Then, as my brain has a helpful tendency to do, it switched my thinking on to the bright side, and encouraged me to search out a writing course somewhere unaffected by foot and mouth.

On a recent trip to Cannon Poets, I’d picked up a few leaflets with information about competitions and new poetry collections. In the middle of these, was one that I’d barely glanced at, until now: The Greek Experience – writing courses held in May/June and September/October on a small island called Kithera, in the south of the Peloponnese . There was one on fiction writing, and it fell during the Whitsun week.

I rang the contact number. There was space for me on the course.

Arvon would have been wonderful, but the combination of sunshine on a Greek island, and help with developing my novel, sounded like a very fair exchange. And so it proved to be.

So near, and yet …

Hurray! It’s Friday evening and I’ve got the whole weekend in front of me. I can catch up with emails and phone-chats with friends I’ve been neglecting a bit recently. I might even have time to do more work on my publishing venture, NovelPress. (But more of that at a later date.) And I’ll play around with my newly acquired skill of posting pictures. (Just for practice, here’s one of our cat, Heidi, admiring a few punnets of strawberries from my husband’s allotment)

════════════════

▸ Task goal: In the excerpt about the writing course, what is the name of the island where The Greek Experience courses were held?

▸ Data provided:
════════════════

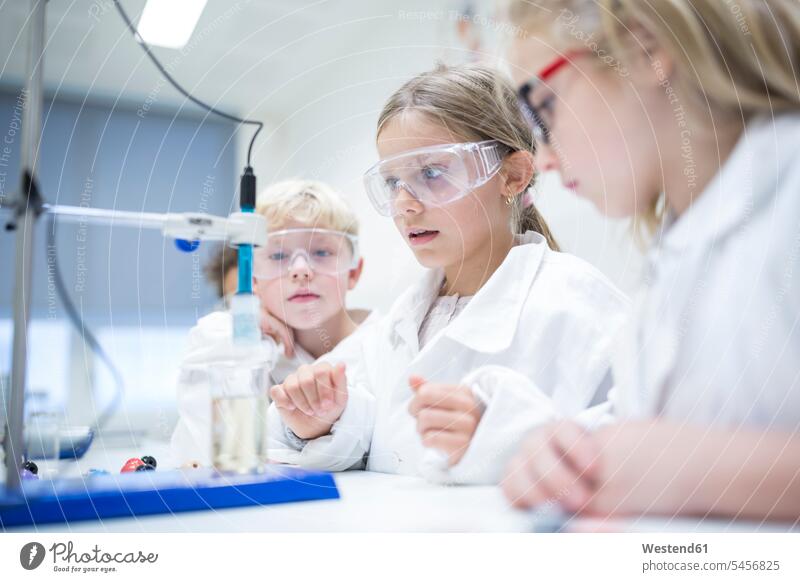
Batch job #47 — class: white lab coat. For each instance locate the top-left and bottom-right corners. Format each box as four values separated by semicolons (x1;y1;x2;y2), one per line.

════════════════

▸ Output: Kithera, a small island in the south of the Peloponnese.